_EXERCISE TASK_. Turn all of the lines below into a numbered list, skipping any blank lines.

___ EXERCISE MATERIAL

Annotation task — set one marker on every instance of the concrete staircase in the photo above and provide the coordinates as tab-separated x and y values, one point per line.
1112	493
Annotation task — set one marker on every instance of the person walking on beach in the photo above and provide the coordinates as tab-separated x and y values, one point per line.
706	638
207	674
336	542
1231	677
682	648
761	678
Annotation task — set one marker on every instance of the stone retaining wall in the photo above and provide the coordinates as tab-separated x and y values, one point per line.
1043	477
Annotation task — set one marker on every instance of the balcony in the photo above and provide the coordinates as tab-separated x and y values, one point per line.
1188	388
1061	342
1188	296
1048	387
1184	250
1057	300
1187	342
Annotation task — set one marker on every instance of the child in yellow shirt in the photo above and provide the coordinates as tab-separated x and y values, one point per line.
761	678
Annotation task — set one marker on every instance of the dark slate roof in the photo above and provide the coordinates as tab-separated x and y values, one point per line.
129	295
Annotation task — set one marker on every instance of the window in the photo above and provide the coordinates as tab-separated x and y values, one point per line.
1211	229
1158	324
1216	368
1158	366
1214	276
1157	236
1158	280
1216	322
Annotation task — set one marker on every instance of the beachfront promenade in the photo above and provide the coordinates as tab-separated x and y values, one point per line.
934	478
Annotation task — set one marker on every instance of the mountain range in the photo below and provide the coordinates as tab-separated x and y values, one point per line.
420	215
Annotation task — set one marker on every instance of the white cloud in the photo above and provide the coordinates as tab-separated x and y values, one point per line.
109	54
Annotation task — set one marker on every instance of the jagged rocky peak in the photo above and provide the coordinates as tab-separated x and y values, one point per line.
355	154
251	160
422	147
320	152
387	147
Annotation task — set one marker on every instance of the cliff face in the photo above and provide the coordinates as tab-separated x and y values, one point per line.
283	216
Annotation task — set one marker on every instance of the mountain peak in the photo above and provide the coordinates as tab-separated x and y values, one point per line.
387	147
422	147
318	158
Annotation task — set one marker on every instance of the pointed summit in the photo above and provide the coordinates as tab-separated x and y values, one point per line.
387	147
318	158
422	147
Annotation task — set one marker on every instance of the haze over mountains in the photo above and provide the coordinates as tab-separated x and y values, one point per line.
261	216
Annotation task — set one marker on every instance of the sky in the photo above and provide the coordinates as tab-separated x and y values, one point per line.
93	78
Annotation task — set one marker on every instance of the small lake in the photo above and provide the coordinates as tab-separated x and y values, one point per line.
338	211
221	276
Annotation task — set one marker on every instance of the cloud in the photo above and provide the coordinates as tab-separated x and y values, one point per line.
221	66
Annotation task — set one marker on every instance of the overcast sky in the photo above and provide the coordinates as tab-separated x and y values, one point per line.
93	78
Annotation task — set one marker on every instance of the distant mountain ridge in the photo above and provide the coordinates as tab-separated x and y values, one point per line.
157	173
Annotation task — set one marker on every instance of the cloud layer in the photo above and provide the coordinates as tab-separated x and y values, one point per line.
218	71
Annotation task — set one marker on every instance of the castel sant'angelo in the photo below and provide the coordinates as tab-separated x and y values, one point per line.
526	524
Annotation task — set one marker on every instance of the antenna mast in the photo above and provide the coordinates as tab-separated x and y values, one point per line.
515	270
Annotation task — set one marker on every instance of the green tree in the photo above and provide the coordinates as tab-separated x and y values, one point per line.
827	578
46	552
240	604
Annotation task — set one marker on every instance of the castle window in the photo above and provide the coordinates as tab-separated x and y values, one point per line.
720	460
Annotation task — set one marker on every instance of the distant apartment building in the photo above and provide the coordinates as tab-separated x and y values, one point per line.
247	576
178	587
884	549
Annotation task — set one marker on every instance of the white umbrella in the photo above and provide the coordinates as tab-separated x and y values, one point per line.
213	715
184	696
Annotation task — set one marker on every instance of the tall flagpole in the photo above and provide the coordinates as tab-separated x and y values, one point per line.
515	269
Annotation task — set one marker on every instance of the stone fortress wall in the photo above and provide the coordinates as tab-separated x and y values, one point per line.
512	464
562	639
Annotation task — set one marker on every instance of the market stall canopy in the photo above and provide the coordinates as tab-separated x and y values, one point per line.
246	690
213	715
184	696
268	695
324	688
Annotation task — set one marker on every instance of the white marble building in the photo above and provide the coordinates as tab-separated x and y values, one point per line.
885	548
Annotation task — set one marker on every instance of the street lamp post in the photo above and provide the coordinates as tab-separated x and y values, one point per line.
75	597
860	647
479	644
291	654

______

_FULL SOLUTION_.
1. Annotation task — set one marker on every instance of the concrete staircase in the photo above and provide the coordinates as tab-separated x and y values, one point per line.
2. 1112	493
3. Annotation task — set one marker on every instance of the person walking on beach in the photo above and provide the coordinates as tab-separated x and y values, one point per line.
4. 706	638
5. 207	674
6. 336	542
7. 1231	677
8. 682	648
9. 761	678
10. Annotation task — set one marker on every instance of the stone retaining wall in the photo above and provide the coordinates as tab-separated x and y values, one point per line.
11. 1043	477
12. Annotation task — set one marker on every instance of the balcony in the photo above and provide the coordinates as tab-separated x and y values, one point per line.
13. 1188	388
14. 1061	342
15. 1188	296
16. 1048	387
17. 1184	250
18. 1057	300
19. 1187	342
20. Annotation task — set one marker on every instance of the child in yellow shirt in the photo above and provide the coordinates as tab-separated x and y values, one point per line.
21. 761	678
22. Annotation task — set one marker on every instance of the dark slate roof in the photo above and provide the coordinates as tab-separated x and y values, one point per line.
23. 129	295
24. Annotation task — set one marker on every instance of the window in the photo above and provide the coordinates as tab-separated x and y values, one point per line.
25. 1211	229
26. 1158	324
27. 1216	368
28. 1158	366
29. 1214	276
30. 1157	236
31. 1158	280
32. 1216	322
33. Annotation task — set one marker on every instance of the beachfront promenade in the photo above and provide the coordinates as tab-separated x and y values, one point per line.
34. 934	478
35. Annotation task — set one marker on every instance of the mountain range in the photo below and provide the coordinates as tab-separated x and y values, one point per line.
36. 420	215
37. Annotation task — set one marker on every instance of the white cloud in the photo above and provide the coordinates as tab-separated x and y values, one point per line.
38. 109	54
39. Annotation task — set one marker on every instance of the jagged rocky peak in the photo above and provide the coordinates as tab-separated x and y values, one point per line.
40. 355	154
41. 251	160
42. 422	147
43. 320	152
44. 387	147
45. Annotation task — set one marker on every instance of the cliff face in the photo above and provide the coordinates as tab-separated x and y values, one point per line.
46. 283	216
47. Annotation task — set one marker on every instance of the mountain peak in the photo above and provide the coordinates as tab-separated x and y values, one point per line.
48. 387	147
49. 422	147
50. 318	158
51. Annotation task — set one marker on every instance of the pointed summit in the photo above and provide the coordinates as tab-separated x and y values, one point per line.
52. 387	147
53. 318	158
54. 422	147
55. Annotation task — set one marker on every instance of the haze over mountains in the photo above and provide the coordinates as tab-separated x and y values, one point per line.
56. 261	216
57. Annotation task — set one marker on every instance of the sky in the photo above and provide the coordinates as tab-separated x and y values, one point per line.
58. 93	78
59. Annotation task — set one marker on every instance of the small lake in the photo above and provide the coordinates as tab-separated x and y values, one point per line.
60. 338	211
61. 221	276
62. Annotation task — set one marker on every instance of the cloud in the photo above and provide the coordinates as tab-separated x and y values, one point per line.
63. 221	66
64. Annotation task — set one marker on every instance of the overcast sky in the photo above and provide the coordinates as tab-separated x and y values, one point per line.
65. 93	78
66. Annotation task — set one marker on every instance of the distant mountain ridge in the photo above and provide the coordinates as tab-separated x and y values, one point per line.
67. 157	173
68. Annotation task — set one marker on every instance of the cloud layer in the photo above and provide the coordinates as tab-separated x and y values, one point per line.
69. 218	71
70. Annotation task — set one marker on every instance of the castel sant'angelo in the photo below and provide the coordinates as tab-separated x and y values, one point per line.
71. 526	524
72. Annotation task — set one marker on every instance of the antenna mast in the photo above and provide the coordinates as tab-separated x and y values, one point per line.
73. 515	270
74. Annotation task — set one marker on every instance of the green tree in the photo above and provide the coordinates as tab-separated x and y values, one point per line.
75. 827	578
76. 46	552
77. 240	604
78. Annotation task — set one marker on every instance of the castle window in the photo above and provide the coordinates as tab-separated x and y values, one point per line.
79. 720	460
80. Annotation task — set one marker on every instance of the distant apartment building in the photo above and provide the coordinates as tab-separated x and y values, one point per line.
81. 247	576
82. 178	587
83. 884	549
84. Annotation task — set one marker on every instance of the white umbrella in the photo above and provide the coordinates as tab-separated x and y values, one point per line.
85. 213	715
86. 184	696
87. Annotation task — set one marker on every instance of the tall flagpole in the photo above and provide the coordinates as tab-separated x and y values, one point per line.
88. 515	269
89. Annotation task — set one marker on every instance of the stone fortress wall in the photo above and provide the coordinates as tab-separated x and y values, one point per line.
90. 512	464
91. 562	639
92. Annotation task — set one marker on every instance of the market stall canopy in the photo above and provide the coordinates as tab-separated x and y values, one point per line.
93. 246	690
94. 213	715
95. 184	696
96. 268	695
97. 324	688
98. Annotation task — set one marker on every instance of the white marble building in the photo above and provide the coordinates as tab-separated x and y values, one point per line.
99. 885	548
100. Annotation task — set one marker on every instance of the street lamp post in the photo above and provide the coordinates as tab-separated x and y values, one point per line.
101. 75	597
102. 860	647
103. 479	644
104. 291	654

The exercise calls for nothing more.